## [Text to read]
'''
Testing the code, and so proper code developing cycle, can be done in four well defined steps:

Step 1. Preparation

The first step on such occasions is to find all possible use cases scenarios. The code [1] should be read carefully to isolate all the paths of executions. For each of such cases the developer should prepare, formulate and define all required inputs and outputs, configurations, internal and external objects states, underlying components etc.. Spending more time on this preparation phase will help to understand all possible branches, paths and points of possible failures inside the code and accelerate the second step, which is the test suite implementation.

Amongst all scenarios one is very special - so special, that it even has got its own name: the main success scenario. This is the path in execution process, in which it is assumed that all components are working fine so the system is producing results correct to the last bit. The developer should focus on this scenario first, as all the others are most probably branching from it if some error condition would appear.
'''
From the passage on testing code, reproduce the wording that begins at the words "Step 1. Preparation" and stops after "test suite implementation.". The records have no connection to the text.

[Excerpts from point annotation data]
'''
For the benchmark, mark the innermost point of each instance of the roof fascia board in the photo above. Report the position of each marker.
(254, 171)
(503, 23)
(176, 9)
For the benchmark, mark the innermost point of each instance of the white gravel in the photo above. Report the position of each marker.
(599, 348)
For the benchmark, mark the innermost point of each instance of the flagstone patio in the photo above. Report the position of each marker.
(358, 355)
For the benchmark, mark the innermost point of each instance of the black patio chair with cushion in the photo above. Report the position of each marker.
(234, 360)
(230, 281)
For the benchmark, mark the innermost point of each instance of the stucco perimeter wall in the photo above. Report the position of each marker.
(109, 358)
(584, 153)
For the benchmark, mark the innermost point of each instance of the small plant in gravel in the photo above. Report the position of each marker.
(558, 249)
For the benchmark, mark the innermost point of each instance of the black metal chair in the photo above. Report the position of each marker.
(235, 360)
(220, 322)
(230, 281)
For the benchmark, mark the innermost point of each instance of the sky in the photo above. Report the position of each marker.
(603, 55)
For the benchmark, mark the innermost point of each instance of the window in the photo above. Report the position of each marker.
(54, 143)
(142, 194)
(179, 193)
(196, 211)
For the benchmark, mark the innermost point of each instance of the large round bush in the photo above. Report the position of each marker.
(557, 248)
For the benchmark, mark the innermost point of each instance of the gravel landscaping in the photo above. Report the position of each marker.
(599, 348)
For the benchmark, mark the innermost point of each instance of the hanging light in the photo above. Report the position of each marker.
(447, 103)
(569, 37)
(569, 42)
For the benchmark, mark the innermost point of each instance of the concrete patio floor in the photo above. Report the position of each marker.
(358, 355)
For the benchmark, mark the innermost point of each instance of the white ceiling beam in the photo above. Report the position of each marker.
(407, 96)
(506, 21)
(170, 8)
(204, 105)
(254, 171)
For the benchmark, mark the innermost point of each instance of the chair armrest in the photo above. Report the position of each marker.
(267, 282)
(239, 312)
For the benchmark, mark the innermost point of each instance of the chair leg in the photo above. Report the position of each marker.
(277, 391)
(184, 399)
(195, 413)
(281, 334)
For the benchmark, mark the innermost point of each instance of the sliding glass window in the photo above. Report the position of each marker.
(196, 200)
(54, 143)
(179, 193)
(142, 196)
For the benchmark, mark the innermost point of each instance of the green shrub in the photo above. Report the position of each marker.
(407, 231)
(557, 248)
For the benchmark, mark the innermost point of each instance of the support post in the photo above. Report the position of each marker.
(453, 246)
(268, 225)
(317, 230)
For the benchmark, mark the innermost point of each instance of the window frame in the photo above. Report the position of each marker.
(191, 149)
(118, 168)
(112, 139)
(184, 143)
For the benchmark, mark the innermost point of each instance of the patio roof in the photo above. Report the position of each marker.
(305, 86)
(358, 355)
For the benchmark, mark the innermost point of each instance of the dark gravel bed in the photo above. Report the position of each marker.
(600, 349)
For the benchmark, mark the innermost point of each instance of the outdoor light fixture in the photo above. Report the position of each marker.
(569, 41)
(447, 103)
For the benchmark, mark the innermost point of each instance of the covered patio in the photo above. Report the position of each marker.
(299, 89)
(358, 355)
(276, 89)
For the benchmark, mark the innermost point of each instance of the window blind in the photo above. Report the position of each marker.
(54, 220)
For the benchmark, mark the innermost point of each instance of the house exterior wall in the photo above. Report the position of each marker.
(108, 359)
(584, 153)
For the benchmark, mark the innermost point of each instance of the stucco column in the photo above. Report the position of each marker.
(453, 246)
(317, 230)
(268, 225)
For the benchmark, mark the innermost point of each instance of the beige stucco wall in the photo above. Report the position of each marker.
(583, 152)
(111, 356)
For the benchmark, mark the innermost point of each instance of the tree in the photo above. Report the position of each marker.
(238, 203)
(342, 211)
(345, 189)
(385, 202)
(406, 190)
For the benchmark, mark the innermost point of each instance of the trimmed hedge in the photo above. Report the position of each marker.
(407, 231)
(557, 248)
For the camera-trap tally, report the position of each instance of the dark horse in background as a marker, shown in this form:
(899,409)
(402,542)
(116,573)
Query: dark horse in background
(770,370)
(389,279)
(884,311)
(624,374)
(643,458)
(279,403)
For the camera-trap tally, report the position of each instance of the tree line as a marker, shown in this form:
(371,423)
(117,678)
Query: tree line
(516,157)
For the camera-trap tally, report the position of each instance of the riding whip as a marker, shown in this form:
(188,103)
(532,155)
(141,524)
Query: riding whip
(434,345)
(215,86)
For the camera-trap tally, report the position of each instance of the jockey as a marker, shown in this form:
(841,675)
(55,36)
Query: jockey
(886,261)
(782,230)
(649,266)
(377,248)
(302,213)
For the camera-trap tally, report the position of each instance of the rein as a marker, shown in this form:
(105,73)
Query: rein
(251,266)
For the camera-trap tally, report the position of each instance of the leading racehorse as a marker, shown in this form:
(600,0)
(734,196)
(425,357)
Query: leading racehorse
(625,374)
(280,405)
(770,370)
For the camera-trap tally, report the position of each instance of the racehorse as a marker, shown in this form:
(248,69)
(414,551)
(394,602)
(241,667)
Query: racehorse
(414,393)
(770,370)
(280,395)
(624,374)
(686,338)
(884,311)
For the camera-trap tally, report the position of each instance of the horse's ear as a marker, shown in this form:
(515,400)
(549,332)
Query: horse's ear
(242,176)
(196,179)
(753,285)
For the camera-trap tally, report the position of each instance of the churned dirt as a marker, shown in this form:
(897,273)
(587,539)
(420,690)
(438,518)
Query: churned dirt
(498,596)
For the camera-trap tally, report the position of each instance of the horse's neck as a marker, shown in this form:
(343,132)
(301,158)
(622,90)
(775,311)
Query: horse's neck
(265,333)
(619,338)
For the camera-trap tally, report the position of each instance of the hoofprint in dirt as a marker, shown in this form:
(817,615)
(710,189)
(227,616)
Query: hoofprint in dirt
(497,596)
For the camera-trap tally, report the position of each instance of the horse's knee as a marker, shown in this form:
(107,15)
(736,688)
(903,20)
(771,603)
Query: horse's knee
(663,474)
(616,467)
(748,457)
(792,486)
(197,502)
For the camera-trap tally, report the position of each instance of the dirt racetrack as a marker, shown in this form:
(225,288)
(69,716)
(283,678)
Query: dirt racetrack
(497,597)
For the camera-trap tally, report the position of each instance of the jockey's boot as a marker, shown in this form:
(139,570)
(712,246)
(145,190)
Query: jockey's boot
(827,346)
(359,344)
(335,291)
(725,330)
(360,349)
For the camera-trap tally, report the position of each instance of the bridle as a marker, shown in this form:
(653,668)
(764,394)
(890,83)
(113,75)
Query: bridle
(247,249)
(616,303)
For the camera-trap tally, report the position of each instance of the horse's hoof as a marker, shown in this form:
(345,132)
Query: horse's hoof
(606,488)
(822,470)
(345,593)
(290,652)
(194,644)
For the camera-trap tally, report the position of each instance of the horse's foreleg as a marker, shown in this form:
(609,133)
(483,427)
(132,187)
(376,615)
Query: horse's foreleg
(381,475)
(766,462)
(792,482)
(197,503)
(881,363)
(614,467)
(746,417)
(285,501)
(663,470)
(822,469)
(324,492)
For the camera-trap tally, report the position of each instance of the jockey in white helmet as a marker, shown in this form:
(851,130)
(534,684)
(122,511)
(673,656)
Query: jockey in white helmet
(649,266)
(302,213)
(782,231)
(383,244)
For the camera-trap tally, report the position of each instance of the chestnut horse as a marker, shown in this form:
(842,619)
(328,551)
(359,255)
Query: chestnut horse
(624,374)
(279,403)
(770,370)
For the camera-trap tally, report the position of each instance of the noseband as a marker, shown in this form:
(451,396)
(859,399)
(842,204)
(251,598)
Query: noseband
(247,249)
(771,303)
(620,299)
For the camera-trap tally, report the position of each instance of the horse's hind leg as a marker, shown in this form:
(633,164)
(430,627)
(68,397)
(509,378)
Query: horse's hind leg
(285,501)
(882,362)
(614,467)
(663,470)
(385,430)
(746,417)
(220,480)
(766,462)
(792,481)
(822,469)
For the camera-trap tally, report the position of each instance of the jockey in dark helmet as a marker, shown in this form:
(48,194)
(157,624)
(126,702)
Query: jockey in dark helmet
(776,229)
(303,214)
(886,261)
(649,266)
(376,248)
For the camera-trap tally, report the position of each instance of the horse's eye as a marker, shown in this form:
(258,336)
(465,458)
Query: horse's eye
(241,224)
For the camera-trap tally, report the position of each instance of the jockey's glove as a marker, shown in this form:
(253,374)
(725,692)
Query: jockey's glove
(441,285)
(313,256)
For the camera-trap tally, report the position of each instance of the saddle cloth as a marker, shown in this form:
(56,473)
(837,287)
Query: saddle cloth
'''
## [Completed exercise]
Step 1. Preparation

The first step on such occasions is to find all possible use cases scenarios. The code [1] should be read carefully to isolate all the paths of executions. For each of such cases the developer should prepare, formulate and define all required inputs and outputs, configurations, internal and external objects states, underlying components etc.. Spending more time on this preparation phase will help to understand all possible branches, paths and points of possible failures inside the code and accelerate the second step, which is the test suite implementation.